Report each line of the records below that contains the word "shirt", copying the whole line. Treat uppercase and lowercase letters as different.

* Material:
──────────
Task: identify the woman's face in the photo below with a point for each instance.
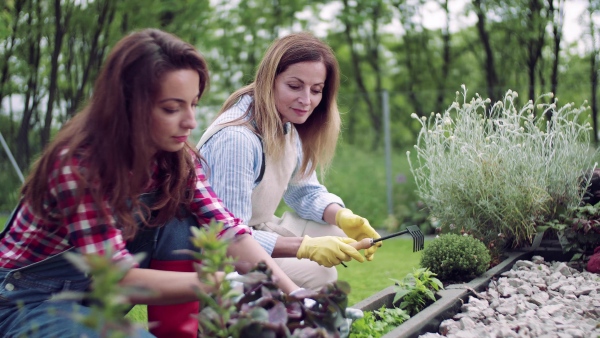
──────────
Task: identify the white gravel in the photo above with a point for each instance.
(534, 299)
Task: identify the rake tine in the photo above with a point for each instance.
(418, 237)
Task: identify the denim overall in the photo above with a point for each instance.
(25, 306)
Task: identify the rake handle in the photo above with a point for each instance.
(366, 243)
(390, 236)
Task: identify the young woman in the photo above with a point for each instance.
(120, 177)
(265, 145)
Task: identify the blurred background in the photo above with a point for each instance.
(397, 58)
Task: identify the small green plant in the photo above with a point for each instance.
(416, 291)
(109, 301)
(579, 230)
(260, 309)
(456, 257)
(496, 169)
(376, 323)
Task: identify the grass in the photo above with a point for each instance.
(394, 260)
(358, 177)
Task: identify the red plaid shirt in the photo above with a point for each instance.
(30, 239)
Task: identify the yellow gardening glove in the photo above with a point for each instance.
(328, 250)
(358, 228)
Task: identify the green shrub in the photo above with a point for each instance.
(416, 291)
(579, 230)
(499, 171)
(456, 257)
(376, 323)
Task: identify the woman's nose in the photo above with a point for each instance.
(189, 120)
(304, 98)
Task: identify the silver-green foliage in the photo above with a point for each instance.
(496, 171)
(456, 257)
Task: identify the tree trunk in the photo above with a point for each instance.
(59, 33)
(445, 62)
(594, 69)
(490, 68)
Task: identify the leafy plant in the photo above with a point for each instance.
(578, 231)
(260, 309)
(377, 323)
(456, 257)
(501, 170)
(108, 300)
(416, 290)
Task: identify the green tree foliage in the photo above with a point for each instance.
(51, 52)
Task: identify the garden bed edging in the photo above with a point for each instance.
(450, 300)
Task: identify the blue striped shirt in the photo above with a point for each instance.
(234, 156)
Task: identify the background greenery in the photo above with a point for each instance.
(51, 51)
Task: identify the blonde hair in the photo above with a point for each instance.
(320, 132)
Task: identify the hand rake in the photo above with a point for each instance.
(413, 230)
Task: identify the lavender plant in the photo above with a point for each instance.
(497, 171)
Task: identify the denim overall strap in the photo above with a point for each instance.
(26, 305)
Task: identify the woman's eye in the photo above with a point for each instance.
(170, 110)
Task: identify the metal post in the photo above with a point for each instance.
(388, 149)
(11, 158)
──────────
* Correct output:
Task: identify the red plaid shirt in the photo above with a point for each instance.
Task: identify the blue striped shirt in the photo above with a point for each instance.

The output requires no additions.